**TEXT PROVIDED:**
Claudia Ciesla is a Polish-born German actress and model who works mainly in the Indian film industry. She was a contestant on the Indian reality television series Bigg Boss.

Early life
Ciesla was born in Wodzisław Śląski, Katowice Voivodeship, Polish People's Republic (now Silesian Voivodeship, Republic of Poland). Her father is a Clinicia psychologist and is of Polish descent and her mother, is an architect and is of German descent.

Career

Modelling and acting career 
Ciesla started modeling at the age of 15 working for shows involved in fashion and dancing.

In March 2006, Ciesla won a subscribers poll on the internet websites of Auto Bild, Bild, Sat.1, T-Online and Kabeleins to give her first place as Germany's Super Girl 2006. In November 2007 she told in an interview, that she plans after her modelling career to become a tax consultant.

In the touristic season of 2007–2008 Ciesla was representing the snowrichest tourist Ski-Village in the World, Damüls, Austria, as the Snow Queen 2008 and was showing up for various events, promotional appearances and photo shoots for magazines, advertising and brochures including a cover shoot for the magazine “MOTOR-Freizeit and TRENDS“ in Austria.

In 2007 and again in 2008 she was appearing on the German Internet soap opera Beach House, playing Daisy Vandenburg. The New Indian Express reported that Ciesla is acting in a Bollywood film Karma along with leads Carlucci Weyant, Alma Saraci as part of an international film crew to be filmed in India. Film Director M.S. Shahjahan mentioned in an interview that there will be more assignments for Ciesla in Bollywood.

In July 2008 Ciesla played "Claudia" in the Italian television sitcom Outsiders in Palermo, shot in Palermo.

She played the role of a German journalist in the film 10:10 (directed by "Arin Paul"), together with Soumitra Chatterjee.

Ciesla was the Brand Ambassador of the "Lovely Professional University". LPU also honoured her as "New promising foreign face in India". She also visited Thapar University for promotion of her Punjabi film during their technical fest Aranya. On 26 November 2009, Ciesla was awarded with the prestigious Karmaveer Puraskaar, which is iCONGO’s National People’s Award for Social Justice and Action, honouring concerned citizens who have led change. Past recipients of the Karmaveer Puraskar include Kajol, Alyque Padamsee, Rahul Bose, Remo Fernandes and M S Swaminathan.

**DATA LISTING:**
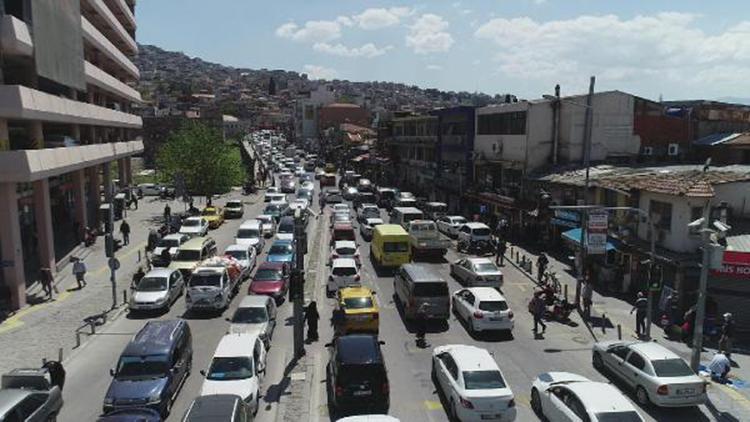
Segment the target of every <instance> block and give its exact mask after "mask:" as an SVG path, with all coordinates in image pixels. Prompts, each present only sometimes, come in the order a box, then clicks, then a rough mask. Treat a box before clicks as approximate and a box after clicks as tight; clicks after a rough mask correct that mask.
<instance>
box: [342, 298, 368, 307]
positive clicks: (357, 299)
mask: <svg viewBox="0 0 750 422" xmlns="http://www.w3.org/2000/svg"><path fill="white" fill-rule="evenodd" d="M344 306H345V307H346V308H347V309H369V308H372V307H373V306H372V298H369V297H350V298H346V299H344Z"/></svg>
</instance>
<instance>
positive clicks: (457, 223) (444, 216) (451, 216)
mask: <svg viewBox="0 0 750 422" xmlns="http://www.w3.org/2000/svg"><path fill="white" fill-rule="evenodd" d="M467 222H468V221H466V219H465V218H464V217H461V216H460V215H446V216H444V217H440V218H438V219H437V225H438V230H440V231H441V232H442V233H444V234H445V235H446V236H450V237H456V236H458V229H459V228H461V226H463V225H464V224H466V223H467Z"/></svg>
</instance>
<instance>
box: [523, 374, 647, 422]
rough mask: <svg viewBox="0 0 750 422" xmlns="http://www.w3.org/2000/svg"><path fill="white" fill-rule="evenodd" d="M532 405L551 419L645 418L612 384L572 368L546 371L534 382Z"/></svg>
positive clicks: (540, 412) (548, 417)
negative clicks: (599, 380)
mask: <svg viewBox="0 0 750 422" xmlns="http://www.w3.org/2000/svg"><path fill="white" fill-rule="evenodd" d="M531 408H532V409H533V410H534V412H535V413H536V414H537V415H538V416H542V417H544V418H545V419H546V420H548V421H549V422H573V421H576V422H579V421H590V422H608V421H623V422H642V421H643V418H642V417H641V415H640V414H639V413H638V411H637V410H636V409H635V407H634V406H633V404H632V403H630V401H628V399H627V398H625V396H624V395H623V394H622V393H621V392H620V390H618V389H617V388H615V387H614V386H613V385H612V384H607V383H604V382H594V381H591V380H589V379H588V378H585V377H582V376H580V375H577V374H571V373H569V372H545V373H543V374H540V375H539V376H538V377H536V379H534V382H533V384H532V386H531Z"/></svg>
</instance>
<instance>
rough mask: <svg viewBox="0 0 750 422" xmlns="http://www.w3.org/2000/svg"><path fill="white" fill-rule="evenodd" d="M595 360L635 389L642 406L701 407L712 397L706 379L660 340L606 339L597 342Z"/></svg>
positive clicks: (595, 367)
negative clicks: (706, 386) (710, 396)
mask: <svg viewBox="0 0 750 422" xmlns="http://www.w3.org/2000/svg"><path fill="white" fill-rule="evenodd" d="M592 361H593V364H594V367H595V368H597V369H599V370H607V372H608V373H610V374H613V375H615V376H616V377H617V378H620V379H621V380H622V381H624V382H625V384H627V385H628V386H629V387H631V388H632V389H633V390H635V396H636V399H637V400H638V403H639V404H640V405H642V406H647V405H648V404H650V403H651V404H654V405H656V406H660V407H684V406H698V405H700V404H703V403H705V402H706V400H707V399H708V396H707V395H706V382H705V381H704V380H703V379H702V378H701V377H699V376H698V375H696V374H695V372H693V371H692V370H691V369H690V367H689V366H688V365H687V363H685V361H684V360H682V358H680V357H679V356H677V354H676V353H674V352H673V351H671V350H669V349H667V348H666V347H664V346H662V345H661V344H659V343H655V342H651V341H648V342H643V341H619V340H613V341H603V342H599V343H594V347H593V354H592Z"/></svg>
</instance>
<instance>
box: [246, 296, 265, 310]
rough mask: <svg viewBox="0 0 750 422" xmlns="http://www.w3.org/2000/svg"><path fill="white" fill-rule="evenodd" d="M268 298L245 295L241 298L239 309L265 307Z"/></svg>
mask: <svg viewBox="0 0 750 422" xmlns="http://www.w3.org/2000/svg"><path fill="white" fill-rule="evenodd" d="M269 300H270V298H269V297H268V296H259V295H247V296H245V297H244V298H242V301H241V302H240V306H239V307H240V308H255V307H263V306H266V303H268V301H269Z"/></svg>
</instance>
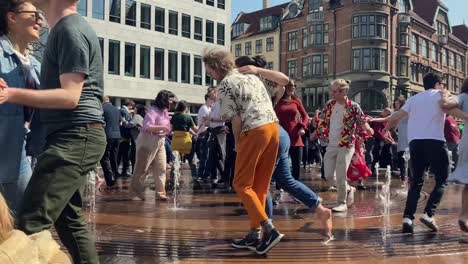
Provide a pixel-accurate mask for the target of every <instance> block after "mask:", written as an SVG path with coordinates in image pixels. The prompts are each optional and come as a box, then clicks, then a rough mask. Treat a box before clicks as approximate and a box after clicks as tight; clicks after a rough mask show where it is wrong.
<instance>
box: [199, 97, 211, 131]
mask: <svg viewBox="0 0 468 264" xmlns="http://www.w3.org/2000/svg"><path fill="white" fill-rule="evenodd" d="M210 112H211V108H210V107H209V106H207V105H206V104H204V105H202V106H201V107H200V110H198V117H197V125H198V133H199V134H200V133H203V132H205V131H206V128H207V127H208V126H207V124H208V122H203V120H204V119H206V118H208V116H209V115H210Z"/></svg>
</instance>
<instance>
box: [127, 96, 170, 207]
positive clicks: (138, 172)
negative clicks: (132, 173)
mask: <svg viewBox="0 0 468 264" xmlns="http://www.w3.org/2000/svg"><path fill="white" fill-rule="evenodd" d="M174 100H175V95H174V94H173V93H172V92H170V91H166V90H162V91H160V92H159V93H158V95H157V96H156V99H155V100H154V102H153V104H152V106H151V107H150V109H149V110H148V111H147V112H146V116H145V119H144V121H143V129H142V130H141V132H140V135H139V136H138V138H137V142H136V145H137V146H136V147H137V149H136V164H135V173H134V174H133V177H132V182H131V183H130V197H131V198H132V197H135V196H136V197H138V198H140V199H141V200H145V195H144V191H145V185H144V183H145V180H146V176H147V174H148V170H149V167H150V166H152V168H153V177H154V182H155V185H156V200H160V201H166V200H167V199H168V197H167V196H166V150H165V147H164V144H165V140H166V135H167V134H169V133H170V131H171V125H170V121H169V112H168V110H169V107H170V105H171V104H172V103H173V101H174Z"/></svg>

**EXERCISES:**
(A) Answer the following questions using the text on Claudia Ciesla, giving each answer on its own line marked like its question.
(i) In which town was Ciesla born?
(ii) At what age did Ciesla start modeling?
(iii) What character did Ciesla play on the Internet soap opera Beach House?
(B) For each statement below, say whether it agrees with the text on Claudia Ciesla, and quote the words of the text that decide it.
(i) Ciesla's mother is an architect.
(ii) In the film 10:10, Ciesla played an Italian journalist.
(iii) Ciesla received the Karmaveer Puraskaar on 26 November 2009.
(C) List every past recipient of the Karmaveer Puraskar named in the text on Claudia Ciesla.

**SOLUTIONS PER TASK:**
(A)
(i) Wodzisław Śląski
(ii) 15
(iii) Daisy Vandenburg

(B)
(i) Yes: "her mother, is an architect"
(ii) No: "She played the role of a German journalist in the film 10:10"
(iii) Yes: "On 26 November 2009, Ciesla was awarded with the prestigious Karmaveer Puraskaar"

(C)
Kajol
Alyque Padamsee
Rahul Bose
Remo Fernandes
M S Swaminathan